# SOURCE MATERIAL
#####
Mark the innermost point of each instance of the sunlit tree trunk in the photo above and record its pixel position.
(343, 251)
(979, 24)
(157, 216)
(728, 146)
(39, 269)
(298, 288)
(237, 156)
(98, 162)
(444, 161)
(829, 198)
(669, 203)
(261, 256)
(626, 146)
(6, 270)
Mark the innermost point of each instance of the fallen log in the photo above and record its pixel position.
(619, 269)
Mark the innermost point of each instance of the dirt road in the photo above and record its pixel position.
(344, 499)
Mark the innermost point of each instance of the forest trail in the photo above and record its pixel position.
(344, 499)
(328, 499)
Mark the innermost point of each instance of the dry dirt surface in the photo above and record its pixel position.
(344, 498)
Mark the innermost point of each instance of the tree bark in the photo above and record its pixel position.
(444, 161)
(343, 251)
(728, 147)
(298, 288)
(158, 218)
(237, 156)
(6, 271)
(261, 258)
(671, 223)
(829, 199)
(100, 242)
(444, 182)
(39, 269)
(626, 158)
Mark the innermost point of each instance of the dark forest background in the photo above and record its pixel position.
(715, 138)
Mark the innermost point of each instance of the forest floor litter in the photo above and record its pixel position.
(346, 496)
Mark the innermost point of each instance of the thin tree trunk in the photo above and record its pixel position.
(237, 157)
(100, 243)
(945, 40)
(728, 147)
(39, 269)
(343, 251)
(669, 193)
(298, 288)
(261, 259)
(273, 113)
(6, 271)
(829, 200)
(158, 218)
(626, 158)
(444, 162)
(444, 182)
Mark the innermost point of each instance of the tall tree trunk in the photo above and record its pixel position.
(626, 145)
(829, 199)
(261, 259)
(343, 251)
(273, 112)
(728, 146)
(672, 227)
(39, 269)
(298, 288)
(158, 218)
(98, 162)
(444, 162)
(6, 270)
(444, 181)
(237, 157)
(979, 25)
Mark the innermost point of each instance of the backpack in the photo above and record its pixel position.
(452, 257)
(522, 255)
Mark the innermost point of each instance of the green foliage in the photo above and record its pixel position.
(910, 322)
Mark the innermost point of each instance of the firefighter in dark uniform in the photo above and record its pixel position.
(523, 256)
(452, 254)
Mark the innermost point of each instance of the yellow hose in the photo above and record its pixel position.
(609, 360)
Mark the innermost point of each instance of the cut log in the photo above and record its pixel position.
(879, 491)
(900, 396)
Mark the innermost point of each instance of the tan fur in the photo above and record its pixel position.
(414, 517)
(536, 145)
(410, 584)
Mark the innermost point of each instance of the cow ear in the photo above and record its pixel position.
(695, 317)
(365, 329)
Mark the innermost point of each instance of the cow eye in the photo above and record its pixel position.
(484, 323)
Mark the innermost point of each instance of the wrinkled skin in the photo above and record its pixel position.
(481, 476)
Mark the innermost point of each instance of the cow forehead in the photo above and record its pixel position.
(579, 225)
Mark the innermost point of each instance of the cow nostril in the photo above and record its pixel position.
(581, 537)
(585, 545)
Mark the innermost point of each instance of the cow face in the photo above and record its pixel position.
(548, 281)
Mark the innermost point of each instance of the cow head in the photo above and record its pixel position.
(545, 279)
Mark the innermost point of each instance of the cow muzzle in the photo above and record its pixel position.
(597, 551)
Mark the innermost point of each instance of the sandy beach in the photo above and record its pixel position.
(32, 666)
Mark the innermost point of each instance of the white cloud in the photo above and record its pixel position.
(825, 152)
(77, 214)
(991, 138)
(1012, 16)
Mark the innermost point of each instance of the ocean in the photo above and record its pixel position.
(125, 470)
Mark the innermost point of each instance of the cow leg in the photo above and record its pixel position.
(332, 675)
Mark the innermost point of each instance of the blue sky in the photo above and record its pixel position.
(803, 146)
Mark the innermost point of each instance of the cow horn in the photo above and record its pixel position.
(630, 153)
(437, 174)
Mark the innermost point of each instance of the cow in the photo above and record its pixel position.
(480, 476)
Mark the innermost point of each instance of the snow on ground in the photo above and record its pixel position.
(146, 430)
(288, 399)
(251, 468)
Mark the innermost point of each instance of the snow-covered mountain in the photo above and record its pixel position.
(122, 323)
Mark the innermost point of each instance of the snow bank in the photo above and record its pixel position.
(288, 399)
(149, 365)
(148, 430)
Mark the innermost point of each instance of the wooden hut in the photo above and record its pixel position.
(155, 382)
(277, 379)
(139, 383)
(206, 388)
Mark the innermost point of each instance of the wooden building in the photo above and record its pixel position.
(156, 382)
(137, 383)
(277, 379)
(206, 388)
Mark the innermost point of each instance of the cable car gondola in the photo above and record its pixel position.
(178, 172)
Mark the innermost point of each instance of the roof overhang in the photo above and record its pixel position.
#####
# DIRECTIONS
Having read the entries above, set each one down again exactly.

# RESPONSE TO THIS TASK
Mark the innermost point of each instance of the sunlit tree trunk in the photo above and record its pixel position.
(343, 251)
(979, 24)
(157, 216)
(728, 146)
(39, 269)
(298, 288)
(237, 156)
(98, 162)
(444, 161)
(829, 198)
(669, 203)
(261, 256)
(626, 146)
(6, 270)
Mark the innermost point of each instance of the fallen log in the photo above and record its pixel position.
(619, 269)
Mark the innermost point of each instance of the dirt road in the photo above and record its pixel position.
(344, 499)
Mark the innermost point of each instance of the forest trail in the photo above and record its pixel position.
(344, 499)
(328, 499)
Mark the innermost point of each instance of the dry dirt surface in the photo above and record its pixel position.
(344, 498)
Mark the innermost point of each instance of the tree bark in the photo above and record its pixel position.
(444, 161)
(343, 251)
(728, 147)
(298, 288)
(158, 218)
(237, 156)
(6, 271)
(261, 258)
(671, 223)
(829, 199)
(100, 242)
(444, 182)
(39, 269)
(626, 158)
Mark the innermost point of each instance of the dark forest background in the photo above and record its pixel position.
(715, 138)
Mark the innermost point of each instance of the forest floor litter in the photo above and record its pixel position.
(346, 496)
Mark the innermost point of each instance of the thin tree trunk in the photo above and record its pixel position.
(237, 157)
(100, 243)
(945, 40)
(728, 147)
(39, 269)
(343, 251)
(669, 193)
(298, 288)
(261, 259)
(273, 113)
(6, 271)
(829, 200)
(158, 218)
(626, 158)
(444, 162)
(444, 182)
Mark the innermost point of each instance of the tall tree trunk in the photo above and record its pixel position.
(626, 145)
(829, 199)
(261, 259)
(343, 251)
(273, 112)
(728, 146)
(672, 227)
(39, 269)
(298, 288)
(158, 218)
(98, 162)
(444, 162)
(6, 270)
(444, 181)
(237, 157)
(979, 25)
Mark the innermost point of each instance of the backpack in the photo above and record its pixel position.
(452, 257)
(522, 255)
Mark the innermost point of each instance of the green foliage in the photo above and record its pixel position.
(910, 322)
Mark the innermost point of each instance of the firefighter in dark uniform in the photo above and record its pixel position.
(523, 256)
(452, 254)
Mark the innermost point of each instance of the yellow hose in the photo above and record its pixel position.
(609, 360)
Mark the innermost point of each instance of the cut log in the photo above and record its pixel position.
(879, 491)
(900, 396)
Mark the innermost point of each instance of the tan fur in the photo above and record its pixel position.
(414, 517)
(536, 145)
(410, 584)
Mark the innermost point of each instance of the cow ear in the photo above and record its pixel position.
(695, 317)
(365, 329)
Mark the innermost point of each instance of the cow eye in the photo above and record its pixel position.
(484, 323)
Mark the innermost point of each instance of the wrinkled skin in the photo above and record its pixel position.
(481, 476)
Mark the innermost point of each instance of the cow forehead in the photo above and record its pixel position.
(579, 225)
Mark the innermost point of each instance of the cow nostril in the photo above and record its pixel position.
(581, 537)
(585, 545)
Mark the innermost point of each instance of the cow face in the photo above and record its pixel position.
(548, 281)
Mark the innermost point of each instance of the cow head in the photo above and record its pixel position.
(545, 279)
Mark the innermost point of each instance of the cow muzzle in the photo above and record its pixel position.
(597, 551)
Mark the innermost point of each instance of the sandy beach in the photo above and record its pixel position.
(32, 666)
Mark the innermost point of each instance of the white cloud in the photo above and record its pixel position.
(825, 152)
(77, 214)
(991, 138)
(1012, 16)
Mark the innermost point of each instance of the ocean in the photo above and record its pixel position.
(125, 470)
Mark the innermost point of each instance of the cow leg in the photo above and record its pixel position.
(332, 675)
Mark the innermost point of each instance of the blue sky in the photo above and record its pixel position.
(803, 146)
Mark the innermost point of each instance of the cow horn in the photo above and record its pixel position.
(630, 153)
(437, 174)
Mark the innermost point of each instance of the cow in the photo above and record its pixel position.
(480, 476)
Mark the innermost point of each instance of the snow on ground in the photo above and record its pixel position.
(146, 430)
(288, 399)
(251, 468)
Mark the innermost point of each instance of the snow-covered mountain in the photo above and record its pixel position.
(122, 323)
Mark the innermost point of each instance of the snow bank in the photo above and record its pixel position.
(288, 399)
(149, 365)
(148, 430)
Mark the innermost point of each instance of the wooden hut in the photo above and record its pixel position.
(155, 382)
(277, 379)
(139, 383)
(206, 388)
Mark the innermost point of each instance of the wooden building in the photo above and record its pixel position.
(156, 382)
(137, 383)
(277, 379)
(206, 388)
Mark the innermost point of each instance of the cable car gondola in the photo above and record its pixel position.
(178, 172)
Mark the innermost point of each instance of the roof overhang in the photo above and record its pixel position.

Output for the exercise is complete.